Region annotation entries:
[start]

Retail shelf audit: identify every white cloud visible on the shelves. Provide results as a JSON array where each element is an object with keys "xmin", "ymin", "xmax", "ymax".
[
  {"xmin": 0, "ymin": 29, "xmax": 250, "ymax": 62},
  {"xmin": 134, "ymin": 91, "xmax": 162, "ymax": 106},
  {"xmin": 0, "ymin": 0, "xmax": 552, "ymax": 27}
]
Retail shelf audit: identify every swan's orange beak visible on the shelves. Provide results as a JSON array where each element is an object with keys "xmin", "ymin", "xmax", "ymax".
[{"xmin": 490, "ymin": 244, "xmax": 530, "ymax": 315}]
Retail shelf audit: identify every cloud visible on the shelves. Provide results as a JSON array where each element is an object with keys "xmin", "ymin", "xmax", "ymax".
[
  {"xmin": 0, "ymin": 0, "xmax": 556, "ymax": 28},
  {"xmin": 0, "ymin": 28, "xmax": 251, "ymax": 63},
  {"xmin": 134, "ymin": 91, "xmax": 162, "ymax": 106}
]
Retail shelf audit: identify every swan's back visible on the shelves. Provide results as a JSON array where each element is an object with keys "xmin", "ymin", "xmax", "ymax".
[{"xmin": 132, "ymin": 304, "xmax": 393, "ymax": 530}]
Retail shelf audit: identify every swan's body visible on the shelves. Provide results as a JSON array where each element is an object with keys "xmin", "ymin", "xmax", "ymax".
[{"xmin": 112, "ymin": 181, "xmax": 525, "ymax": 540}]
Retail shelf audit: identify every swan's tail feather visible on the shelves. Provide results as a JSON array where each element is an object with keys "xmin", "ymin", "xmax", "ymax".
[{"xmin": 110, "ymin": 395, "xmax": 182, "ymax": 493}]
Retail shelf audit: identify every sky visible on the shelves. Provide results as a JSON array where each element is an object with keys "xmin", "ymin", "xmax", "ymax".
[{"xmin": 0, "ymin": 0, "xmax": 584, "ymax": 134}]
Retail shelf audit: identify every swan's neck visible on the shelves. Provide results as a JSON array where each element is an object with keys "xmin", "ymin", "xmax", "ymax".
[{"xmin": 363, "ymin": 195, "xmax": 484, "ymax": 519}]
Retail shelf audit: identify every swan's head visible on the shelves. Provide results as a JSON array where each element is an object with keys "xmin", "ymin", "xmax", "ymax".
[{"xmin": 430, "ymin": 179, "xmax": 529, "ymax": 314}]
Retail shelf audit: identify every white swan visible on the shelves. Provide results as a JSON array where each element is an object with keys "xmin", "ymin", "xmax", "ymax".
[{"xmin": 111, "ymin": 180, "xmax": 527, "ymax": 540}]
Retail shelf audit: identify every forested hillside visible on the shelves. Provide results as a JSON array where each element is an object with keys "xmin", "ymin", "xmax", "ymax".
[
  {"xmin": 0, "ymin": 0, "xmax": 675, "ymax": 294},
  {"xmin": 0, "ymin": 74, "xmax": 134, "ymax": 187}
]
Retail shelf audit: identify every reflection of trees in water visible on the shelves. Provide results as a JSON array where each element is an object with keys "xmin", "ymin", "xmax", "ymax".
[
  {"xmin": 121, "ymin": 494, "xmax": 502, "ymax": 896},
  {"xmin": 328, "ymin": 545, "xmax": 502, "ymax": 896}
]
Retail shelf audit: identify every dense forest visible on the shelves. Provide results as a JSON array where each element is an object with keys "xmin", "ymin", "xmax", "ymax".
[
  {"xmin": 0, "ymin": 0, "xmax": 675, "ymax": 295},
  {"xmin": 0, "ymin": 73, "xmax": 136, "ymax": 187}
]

[end]

▶ **Set exercise**:
Extract every line from the items above that includes the word "cloud".

▶ **Written answer**:
Retail shelf audit: identify every white cloud visible on the shelves. Provide results as a JSON array where each element is an object with keys "xmin", "ymin", "xmax", "ymax".
Retail shelf audit: identify every cloud visible on the shelves. Provide results as a JSON array where each element is an object with keys "xmin", "ymin", "xmax", "ymax".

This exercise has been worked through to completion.